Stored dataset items
============

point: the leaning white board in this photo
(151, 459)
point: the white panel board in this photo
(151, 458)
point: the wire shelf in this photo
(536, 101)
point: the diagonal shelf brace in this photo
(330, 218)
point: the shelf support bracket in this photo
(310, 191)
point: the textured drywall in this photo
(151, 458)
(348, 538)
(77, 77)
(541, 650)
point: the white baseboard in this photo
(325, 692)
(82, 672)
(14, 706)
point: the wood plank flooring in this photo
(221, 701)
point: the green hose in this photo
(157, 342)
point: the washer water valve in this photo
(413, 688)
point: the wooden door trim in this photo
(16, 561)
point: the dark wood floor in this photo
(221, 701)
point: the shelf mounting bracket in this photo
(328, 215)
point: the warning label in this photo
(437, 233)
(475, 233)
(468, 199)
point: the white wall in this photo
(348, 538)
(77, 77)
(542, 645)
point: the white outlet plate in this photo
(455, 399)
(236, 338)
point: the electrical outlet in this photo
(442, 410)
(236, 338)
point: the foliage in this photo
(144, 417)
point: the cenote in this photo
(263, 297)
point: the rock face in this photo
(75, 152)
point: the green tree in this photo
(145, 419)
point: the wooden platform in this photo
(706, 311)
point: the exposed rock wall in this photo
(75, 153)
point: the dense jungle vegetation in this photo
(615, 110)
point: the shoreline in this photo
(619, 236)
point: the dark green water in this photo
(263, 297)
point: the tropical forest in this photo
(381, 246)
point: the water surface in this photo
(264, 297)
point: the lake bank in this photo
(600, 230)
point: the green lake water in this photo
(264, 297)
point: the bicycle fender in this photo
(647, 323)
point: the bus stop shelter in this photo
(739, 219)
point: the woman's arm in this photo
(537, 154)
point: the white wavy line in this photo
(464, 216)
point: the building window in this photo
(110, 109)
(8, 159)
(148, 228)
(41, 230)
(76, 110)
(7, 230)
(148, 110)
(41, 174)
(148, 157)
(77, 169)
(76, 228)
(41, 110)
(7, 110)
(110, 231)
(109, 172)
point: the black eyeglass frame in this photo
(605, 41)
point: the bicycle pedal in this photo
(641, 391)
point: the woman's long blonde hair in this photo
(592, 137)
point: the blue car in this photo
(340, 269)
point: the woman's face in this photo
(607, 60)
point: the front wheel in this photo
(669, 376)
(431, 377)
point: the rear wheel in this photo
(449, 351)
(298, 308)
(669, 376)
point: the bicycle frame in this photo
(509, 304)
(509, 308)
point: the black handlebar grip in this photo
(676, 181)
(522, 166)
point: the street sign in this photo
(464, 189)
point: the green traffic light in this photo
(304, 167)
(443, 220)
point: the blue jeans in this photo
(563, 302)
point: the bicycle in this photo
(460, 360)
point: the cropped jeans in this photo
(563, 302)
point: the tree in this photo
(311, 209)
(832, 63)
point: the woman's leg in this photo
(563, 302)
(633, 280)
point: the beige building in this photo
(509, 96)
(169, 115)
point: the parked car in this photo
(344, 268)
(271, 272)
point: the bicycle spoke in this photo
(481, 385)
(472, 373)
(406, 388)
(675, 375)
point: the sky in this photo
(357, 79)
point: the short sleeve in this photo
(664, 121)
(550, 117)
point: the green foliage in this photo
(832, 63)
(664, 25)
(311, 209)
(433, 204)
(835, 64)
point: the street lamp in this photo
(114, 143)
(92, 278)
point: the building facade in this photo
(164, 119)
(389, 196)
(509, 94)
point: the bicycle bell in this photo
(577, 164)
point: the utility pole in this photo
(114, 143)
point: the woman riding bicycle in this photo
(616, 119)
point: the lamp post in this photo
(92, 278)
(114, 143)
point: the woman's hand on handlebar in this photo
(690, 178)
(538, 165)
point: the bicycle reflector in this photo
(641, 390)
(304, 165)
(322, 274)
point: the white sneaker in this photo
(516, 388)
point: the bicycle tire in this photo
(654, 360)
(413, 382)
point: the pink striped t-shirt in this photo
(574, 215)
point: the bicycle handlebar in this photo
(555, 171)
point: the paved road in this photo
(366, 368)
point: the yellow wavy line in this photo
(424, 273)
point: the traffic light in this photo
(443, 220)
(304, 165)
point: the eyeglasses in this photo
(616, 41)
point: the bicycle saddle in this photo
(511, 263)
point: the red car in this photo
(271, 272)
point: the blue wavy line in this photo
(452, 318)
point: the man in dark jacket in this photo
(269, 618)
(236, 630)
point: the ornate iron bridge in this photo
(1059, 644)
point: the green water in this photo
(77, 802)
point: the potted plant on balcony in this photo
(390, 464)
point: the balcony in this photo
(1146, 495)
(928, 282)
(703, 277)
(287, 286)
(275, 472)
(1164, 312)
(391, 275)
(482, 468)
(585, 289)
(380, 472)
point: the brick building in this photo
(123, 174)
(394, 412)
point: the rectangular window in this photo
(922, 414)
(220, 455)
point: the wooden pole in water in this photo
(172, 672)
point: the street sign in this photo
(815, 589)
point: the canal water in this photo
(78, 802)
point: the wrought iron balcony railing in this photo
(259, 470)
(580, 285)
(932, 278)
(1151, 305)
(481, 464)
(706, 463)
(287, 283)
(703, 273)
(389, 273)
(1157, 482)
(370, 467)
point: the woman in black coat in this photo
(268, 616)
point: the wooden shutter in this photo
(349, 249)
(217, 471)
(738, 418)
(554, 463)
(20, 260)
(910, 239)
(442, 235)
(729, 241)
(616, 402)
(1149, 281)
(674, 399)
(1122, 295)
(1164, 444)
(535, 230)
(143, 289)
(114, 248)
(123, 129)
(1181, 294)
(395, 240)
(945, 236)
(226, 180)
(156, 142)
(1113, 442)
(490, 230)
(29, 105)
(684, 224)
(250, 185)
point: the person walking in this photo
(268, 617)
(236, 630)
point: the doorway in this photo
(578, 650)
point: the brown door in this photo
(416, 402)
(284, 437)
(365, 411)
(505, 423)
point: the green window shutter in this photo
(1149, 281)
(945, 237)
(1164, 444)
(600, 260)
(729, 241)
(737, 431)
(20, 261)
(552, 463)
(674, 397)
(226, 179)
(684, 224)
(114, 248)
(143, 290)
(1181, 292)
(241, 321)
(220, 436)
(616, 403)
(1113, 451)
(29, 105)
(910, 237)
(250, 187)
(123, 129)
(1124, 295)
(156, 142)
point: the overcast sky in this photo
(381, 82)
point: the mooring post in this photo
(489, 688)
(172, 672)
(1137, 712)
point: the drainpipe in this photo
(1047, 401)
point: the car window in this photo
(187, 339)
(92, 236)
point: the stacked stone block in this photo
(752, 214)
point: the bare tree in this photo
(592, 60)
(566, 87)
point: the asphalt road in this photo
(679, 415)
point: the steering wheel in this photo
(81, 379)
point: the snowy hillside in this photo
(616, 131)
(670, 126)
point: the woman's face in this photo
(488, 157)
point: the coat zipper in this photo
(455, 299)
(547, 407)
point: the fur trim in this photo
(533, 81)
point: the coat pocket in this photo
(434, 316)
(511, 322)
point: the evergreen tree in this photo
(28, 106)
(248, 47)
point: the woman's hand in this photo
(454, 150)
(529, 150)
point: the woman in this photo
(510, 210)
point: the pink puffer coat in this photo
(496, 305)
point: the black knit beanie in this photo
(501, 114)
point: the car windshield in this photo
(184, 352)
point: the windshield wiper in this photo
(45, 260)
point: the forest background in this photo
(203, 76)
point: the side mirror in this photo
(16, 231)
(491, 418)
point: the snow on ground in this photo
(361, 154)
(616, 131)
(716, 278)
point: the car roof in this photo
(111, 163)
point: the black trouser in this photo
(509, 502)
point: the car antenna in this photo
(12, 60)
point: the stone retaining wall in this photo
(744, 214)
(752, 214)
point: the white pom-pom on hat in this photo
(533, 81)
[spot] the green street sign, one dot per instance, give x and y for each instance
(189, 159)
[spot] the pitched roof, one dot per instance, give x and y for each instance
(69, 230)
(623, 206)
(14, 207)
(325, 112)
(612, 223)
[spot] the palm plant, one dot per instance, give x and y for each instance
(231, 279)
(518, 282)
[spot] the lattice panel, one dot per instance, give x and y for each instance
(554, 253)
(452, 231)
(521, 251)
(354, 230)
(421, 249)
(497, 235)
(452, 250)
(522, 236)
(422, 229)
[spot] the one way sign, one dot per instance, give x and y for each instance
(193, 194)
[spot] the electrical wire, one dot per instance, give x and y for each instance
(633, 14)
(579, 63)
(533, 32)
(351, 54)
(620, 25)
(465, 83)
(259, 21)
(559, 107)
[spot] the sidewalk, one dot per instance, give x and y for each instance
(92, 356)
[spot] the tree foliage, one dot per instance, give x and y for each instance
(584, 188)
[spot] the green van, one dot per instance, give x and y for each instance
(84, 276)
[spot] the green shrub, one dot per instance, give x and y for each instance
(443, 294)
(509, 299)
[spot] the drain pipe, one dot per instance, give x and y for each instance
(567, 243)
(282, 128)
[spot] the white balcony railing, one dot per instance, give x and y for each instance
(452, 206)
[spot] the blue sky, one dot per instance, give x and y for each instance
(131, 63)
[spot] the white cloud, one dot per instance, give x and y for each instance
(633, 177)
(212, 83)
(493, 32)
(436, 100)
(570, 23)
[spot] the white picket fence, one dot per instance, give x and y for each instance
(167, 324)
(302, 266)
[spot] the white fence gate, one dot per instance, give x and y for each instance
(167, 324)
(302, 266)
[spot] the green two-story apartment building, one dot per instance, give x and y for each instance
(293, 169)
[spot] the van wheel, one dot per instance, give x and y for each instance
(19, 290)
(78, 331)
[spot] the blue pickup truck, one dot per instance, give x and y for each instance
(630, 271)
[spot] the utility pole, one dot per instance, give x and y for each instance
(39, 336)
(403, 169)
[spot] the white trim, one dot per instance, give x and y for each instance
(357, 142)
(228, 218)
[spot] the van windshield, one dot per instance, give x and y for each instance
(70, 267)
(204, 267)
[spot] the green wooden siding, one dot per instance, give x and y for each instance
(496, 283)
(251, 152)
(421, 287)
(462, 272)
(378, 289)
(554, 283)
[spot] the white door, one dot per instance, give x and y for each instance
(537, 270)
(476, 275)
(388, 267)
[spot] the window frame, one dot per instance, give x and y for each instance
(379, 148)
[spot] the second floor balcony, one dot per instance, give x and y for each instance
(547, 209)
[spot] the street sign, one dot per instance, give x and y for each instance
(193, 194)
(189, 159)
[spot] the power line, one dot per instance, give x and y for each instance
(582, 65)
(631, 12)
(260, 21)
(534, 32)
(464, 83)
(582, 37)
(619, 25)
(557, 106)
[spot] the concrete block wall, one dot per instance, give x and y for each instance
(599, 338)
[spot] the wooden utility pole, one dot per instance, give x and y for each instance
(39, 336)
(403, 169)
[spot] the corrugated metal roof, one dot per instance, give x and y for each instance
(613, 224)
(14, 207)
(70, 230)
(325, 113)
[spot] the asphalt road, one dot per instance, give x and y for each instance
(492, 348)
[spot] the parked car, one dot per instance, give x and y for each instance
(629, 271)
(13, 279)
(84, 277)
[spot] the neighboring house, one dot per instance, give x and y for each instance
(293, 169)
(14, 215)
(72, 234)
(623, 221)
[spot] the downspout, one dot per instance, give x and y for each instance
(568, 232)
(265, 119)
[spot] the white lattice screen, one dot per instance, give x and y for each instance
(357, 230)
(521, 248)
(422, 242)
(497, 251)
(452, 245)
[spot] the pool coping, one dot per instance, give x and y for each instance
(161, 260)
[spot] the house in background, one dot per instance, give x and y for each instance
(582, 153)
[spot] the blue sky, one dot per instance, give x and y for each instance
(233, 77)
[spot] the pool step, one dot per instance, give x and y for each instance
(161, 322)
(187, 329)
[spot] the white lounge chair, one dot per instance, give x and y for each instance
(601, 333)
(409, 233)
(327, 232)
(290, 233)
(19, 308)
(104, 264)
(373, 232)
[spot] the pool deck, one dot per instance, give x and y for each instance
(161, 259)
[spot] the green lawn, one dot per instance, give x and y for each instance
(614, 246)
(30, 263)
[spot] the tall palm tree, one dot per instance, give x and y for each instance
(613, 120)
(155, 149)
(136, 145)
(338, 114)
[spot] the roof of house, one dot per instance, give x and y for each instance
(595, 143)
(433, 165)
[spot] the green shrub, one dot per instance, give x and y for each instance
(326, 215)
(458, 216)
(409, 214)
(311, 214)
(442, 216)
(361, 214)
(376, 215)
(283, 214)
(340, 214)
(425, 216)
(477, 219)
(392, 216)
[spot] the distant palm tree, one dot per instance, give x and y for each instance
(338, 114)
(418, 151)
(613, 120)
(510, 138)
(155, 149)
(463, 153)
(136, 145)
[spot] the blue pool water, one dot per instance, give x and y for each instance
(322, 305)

============

*Stated task:* Pull out every line from the one with "[spot] the pool step, one" to the end of the listing, and output only those.

*Task result:*
[spot] the pool step, one dot per instance, give x and y for each instance
(161, 322)
(187, 329)
[spot] the white lounge chair, one dot per instance, give x and y for each instance
(601, 333)
(409, 233)
(327, 232)
(290, 233)
(19, 308)
(104, 264)
(373, 232)
[spot] the pool deck, one dot per instance, give x and y for each instance
(161, 259)
[spot] the green lawn, one dot per instance, give x and y for each instance
(614, 246)
(30, 263)
[spot] the tall palm tree, one dot per instance, give x and y for each instance
(613, 120)
(155, 149)
(136, 145)
(338, 114)
[spot] the roof of house, one dot per instance, give x and y for each instance
(595, 143)
(433, 165)
[spot] the green shrub, one dot per instance, give x and y for each instance
(326, 215)
(458, 216)
(409, 214)
(311, 214)
(442, 216)
(361, 214)
(376, 215)
(283, 214)
(340, 214)
(425, 216)
(477, 219)
(392, 216)
[spot] the distant palm tree, one dot per instance, give x and y for each instance
(338, 114)
(418, 151)
(613, 120)
(510, 138)
(155, 149)
(463, 153)
(136, 145)
[spot] the blue pool water, one dot per instance, give x and y for each instance
(322, 305)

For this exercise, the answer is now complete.